Please count the lines in the entries below that contain the string "logo", treating case as significant. Reply with the number only.

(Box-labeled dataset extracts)
====
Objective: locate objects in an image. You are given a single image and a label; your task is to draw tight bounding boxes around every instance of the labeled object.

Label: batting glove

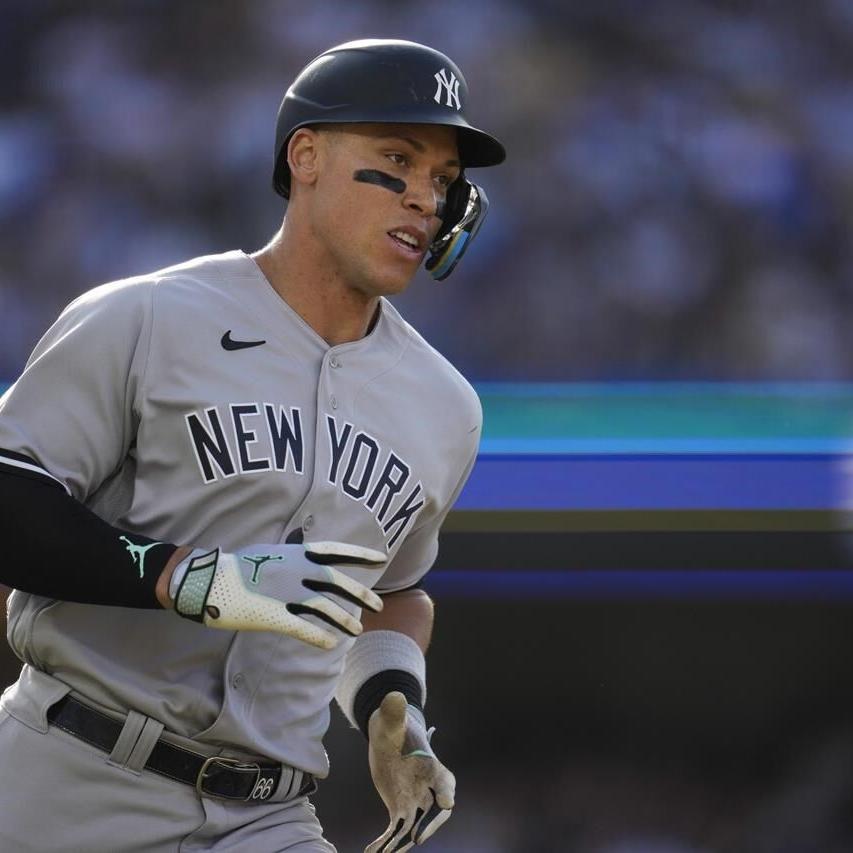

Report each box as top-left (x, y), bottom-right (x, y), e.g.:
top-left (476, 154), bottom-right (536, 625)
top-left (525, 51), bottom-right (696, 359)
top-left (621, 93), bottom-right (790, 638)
====
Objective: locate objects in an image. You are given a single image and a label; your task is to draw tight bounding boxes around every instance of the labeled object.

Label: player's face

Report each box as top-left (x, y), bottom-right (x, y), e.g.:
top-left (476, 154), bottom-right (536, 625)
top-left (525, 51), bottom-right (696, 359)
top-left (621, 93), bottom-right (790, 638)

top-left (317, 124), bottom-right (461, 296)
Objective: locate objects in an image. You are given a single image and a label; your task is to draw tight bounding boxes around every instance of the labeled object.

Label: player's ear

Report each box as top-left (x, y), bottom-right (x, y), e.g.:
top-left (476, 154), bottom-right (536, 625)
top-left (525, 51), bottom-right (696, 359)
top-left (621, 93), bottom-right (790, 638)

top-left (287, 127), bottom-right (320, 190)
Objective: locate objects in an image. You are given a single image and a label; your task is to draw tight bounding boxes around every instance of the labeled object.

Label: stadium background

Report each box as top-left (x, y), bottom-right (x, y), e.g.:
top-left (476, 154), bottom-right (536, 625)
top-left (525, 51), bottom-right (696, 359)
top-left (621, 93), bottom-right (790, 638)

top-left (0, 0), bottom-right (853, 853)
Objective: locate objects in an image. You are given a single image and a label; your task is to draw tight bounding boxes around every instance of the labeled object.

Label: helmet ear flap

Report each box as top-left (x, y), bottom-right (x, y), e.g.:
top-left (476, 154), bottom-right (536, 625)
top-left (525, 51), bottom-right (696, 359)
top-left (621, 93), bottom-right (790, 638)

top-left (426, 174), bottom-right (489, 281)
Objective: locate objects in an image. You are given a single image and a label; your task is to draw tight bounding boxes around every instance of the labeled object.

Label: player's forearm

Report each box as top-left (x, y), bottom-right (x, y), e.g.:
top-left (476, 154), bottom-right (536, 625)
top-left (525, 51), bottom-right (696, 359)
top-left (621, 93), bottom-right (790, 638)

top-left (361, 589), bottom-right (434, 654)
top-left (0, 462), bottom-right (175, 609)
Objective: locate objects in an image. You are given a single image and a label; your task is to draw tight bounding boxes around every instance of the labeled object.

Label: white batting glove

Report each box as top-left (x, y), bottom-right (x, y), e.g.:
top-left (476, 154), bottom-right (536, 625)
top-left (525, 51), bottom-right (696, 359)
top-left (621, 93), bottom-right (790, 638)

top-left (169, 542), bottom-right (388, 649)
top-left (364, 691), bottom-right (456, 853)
====
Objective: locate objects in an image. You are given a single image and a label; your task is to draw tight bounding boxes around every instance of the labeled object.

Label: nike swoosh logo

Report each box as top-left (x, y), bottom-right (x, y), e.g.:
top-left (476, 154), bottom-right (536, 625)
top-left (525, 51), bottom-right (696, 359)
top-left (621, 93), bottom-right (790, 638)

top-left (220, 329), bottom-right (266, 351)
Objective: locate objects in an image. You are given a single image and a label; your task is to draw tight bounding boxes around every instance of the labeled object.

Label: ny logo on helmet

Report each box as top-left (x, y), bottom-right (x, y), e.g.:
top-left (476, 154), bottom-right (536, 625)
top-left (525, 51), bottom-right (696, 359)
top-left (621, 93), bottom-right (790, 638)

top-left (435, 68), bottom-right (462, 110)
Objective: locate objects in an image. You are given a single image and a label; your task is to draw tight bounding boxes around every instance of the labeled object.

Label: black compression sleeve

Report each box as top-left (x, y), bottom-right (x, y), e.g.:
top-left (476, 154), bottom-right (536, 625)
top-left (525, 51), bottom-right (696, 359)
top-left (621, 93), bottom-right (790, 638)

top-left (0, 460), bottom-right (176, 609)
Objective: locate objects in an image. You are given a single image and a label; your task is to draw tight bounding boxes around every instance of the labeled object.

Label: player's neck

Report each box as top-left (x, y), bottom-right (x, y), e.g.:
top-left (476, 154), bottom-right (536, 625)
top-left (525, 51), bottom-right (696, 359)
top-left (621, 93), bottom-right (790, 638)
====
> **EXERCISE ANSWER**
2